With regard to government red-baiting, including supposed plots by the New People’s Army to disrupt the protest, Cardinal Sin merely pooh-poohed these and said that he and “Joma” (Professor Jose Ma. Sison, the founding chairperson of the reestablished Communist Party of the Philippines) had already written to one another and he had the latter’s assurance that the communists were not planning anything that would spoil the objectives of the gathering.

Not a few non-Catholics or the more ecumenical and broad-minded among them were embarrassed by the ill-disguised preeminence given to the Catholic religion, for example, by having the stage prominently reserved for the bishops, priests and their lay assistants. Many wondered about the declared “inter-faith” nature of the event.

Unfortunately, last Sunday’s prayer rally failed to write finis to Malacanang-led schemes to overhaul the 1987 Constitution for its diabolical ends. Sadly, it appears to have even emboldened Mrs. Arroyo and her equally power-hungry cohorts to try again, once the furor dies down and the institutional and socio-political forces ranged against Cha-cha appear to be faltering.

Mrs. Arroyo did not waste time in serving notice that she is still bent on pushing Cha-cha, although she is coy about when and how, in light of overwhelming rejection of the Congressional con men’s attempt to foist the constituent assembly on the nation. This is certainly reminiscent of her infamous “I will not run” declaration before the 2004 presidential elections. (Hmm, didn’t the good bishops say something about the quest for truth?) Meantime Mrs. Arroyo’s allies have given the CBCP a veritable “up yours” to show what they think of the bishops’ limp-wristed attempt to rally the faithful against con-ass and other unresolved issues.

****************

Set task:
Transcribe the part of the commentary on the Cha-cha prayer rally starting at "Not a few non-Catholics" and ending at "of the event.". The records are not needed for any of this work.

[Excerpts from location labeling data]
****************

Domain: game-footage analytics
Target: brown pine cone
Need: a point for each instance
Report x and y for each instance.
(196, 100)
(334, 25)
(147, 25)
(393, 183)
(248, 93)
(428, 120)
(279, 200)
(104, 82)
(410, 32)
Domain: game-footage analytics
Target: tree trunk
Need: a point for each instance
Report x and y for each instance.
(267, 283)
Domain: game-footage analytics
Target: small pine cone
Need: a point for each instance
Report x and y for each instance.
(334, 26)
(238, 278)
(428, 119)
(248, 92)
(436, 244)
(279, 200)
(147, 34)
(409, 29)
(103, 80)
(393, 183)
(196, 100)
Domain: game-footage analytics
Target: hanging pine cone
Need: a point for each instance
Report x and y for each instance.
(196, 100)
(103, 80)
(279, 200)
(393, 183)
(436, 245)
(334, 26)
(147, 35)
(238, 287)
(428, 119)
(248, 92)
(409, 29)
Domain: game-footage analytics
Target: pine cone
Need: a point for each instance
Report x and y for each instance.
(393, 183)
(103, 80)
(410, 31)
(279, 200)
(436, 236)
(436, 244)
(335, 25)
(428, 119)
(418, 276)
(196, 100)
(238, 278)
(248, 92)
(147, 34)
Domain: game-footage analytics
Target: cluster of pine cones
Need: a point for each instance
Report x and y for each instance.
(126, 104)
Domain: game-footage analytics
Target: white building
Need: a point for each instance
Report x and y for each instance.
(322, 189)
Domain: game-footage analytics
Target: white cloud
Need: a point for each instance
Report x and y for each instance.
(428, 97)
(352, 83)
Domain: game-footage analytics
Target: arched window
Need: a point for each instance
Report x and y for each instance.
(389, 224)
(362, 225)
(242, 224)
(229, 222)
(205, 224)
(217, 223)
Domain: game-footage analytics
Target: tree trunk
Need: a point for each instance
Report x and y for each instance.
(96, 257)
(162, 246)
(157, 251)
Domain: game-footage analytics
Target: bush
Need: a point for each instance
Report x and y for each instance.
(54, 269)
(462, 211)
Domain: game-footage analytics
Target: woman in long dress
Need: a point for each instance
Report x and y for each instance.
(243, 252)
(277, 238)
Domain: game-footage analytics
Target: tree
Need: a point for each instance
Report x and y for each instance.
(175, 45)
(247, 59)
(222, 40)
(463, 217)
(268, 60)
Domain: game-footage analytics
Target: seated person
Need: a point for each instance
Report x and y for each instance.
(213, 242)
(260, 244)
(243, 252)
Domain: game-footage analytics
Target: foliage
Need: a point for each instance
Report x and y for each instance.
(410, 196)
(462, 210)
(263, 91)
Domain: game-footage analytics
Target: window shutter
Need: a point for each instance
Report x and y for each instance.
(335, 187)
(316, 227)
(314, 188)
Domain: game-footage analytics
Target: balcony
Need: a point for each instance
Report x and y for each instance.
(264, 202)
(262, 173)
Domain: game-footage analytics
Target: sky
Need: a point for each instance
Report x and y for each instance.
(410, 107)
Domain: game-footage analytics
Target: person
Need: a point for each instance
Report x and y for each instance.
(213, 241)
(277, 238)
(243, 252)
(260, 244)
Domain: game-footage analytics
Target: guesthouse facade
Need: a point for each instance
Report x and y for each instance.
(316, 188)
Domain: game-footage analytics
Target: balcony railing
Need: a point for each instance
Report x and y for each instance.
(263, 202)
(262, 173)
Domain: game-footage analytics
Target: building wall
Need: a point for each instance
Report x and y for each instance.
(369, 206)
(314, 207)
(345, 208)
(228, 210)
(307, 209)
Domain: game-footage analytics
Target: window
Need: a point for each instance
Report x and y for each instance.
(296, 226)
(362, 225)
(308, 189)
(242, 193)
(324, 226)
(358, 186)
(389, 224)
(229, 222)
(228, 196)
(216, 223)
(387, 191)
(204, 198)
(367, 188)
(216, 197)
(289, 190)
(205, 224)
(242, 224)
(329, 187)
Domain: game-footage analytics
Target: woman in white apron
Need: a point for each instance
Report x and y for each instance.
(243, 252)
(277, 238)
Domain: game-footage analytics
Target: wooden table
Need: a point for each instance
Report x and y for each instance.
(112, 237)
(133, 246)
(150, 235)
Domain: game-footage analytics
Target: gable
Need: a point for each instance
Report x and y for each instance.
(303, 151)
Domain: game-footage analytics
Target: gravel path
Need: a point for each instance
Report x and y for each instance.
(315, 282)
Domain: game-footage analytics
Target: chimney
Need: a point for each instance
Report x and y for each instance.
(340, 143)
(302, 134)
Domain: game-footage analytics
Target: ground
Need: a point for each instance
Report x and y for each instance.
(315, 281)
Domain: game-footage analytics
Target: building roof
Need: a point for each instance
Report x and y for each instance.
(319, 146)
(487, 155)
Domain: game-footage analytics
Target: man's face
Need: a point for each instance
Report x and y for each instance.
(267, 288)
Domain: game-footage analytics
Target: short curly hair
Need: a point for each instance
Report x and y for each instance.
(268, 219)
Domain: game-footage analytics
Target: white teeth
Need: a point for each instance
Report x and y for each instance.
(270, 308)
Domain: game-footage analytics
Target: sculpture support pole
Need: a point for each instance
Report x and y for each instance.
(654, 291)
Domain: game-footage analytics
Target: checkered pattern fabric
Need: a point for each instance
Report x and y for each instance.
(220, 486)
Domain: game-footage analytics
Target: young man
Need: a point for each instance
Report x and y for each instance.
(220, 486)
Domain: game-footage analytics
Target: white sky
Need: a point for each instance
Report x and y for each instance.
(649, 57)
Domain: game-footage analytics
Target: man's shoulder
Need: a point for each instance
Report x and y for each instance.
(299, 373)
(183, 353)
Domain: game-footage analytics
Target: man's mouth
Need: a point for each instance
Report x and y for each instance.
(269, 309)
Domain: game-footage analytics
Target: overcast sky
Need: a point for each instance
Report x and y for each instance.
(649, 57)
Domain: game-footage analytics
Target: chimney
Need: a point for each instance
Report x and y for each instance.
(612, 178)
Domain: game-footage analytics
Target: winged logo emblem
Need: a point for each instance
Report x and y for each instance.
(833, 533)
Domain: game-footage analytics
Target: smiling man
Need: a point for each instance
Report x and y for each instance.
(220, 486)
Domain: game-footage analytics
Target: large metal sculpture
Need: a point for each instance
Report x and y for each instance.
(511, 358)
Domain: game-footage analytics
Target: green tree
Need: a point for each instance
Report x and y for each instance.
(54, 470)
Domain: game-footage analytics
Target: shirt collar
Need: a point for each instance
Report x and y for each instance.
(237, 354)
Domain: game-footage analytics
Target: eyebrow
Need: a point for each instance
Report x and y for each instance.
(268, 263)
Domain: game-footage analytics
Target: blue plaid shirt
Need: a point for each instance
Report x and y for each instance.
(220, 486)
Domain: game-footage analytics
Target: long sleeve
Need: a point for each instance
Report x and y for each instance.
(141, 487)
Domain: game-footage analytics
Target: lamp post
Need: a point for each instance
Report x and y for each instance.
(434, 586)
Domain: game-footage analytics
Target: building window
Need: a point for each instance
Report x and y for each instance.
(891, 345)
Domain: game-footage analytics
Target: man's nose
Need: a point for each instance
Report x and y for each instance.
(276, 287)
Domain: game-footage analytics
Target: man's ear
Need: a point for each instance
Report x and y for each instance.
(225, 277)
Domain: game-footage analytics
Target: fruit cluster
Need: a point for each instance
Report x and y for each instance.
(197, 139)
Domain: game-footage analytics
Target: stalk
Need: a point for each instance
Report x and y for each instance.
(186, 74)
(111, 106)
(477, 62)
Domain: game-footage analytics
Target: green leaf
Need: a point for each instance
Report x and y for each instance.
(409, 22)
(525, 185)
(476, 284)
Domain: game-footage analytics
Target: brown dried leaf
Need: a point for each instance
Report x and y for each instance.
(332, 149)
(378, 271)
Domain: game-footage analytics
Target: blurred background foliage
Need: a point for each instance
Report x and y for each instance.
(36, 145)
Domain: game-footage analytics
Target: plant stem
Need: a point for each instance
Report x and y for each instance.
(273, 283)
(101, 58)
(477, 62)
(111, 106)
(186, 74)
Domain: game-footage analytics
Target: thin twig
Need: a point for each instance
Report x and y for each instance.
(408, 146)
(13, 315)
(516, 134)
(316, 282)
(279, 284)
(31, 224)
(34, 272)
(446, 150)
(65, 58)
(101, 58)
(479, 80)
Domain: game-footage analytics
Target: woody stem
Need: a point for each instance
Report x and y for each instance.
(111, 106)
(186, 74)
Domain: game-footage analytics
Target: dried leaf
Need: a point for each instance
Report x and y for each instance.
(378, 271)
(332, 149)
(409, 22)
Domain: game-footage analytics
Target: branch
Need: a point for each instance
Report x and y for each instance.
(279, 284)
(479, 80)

****************

Result:
Not a few non-Catholics or the more ecumenical and broad-minded among them were embarrassed by the ill-disguised preeminence given to the Catholic religion, for example, by having the stage prominently reserved for the bishops, priests and their lay assistants. Many wondered about the declared “inter-faith” nature of the event.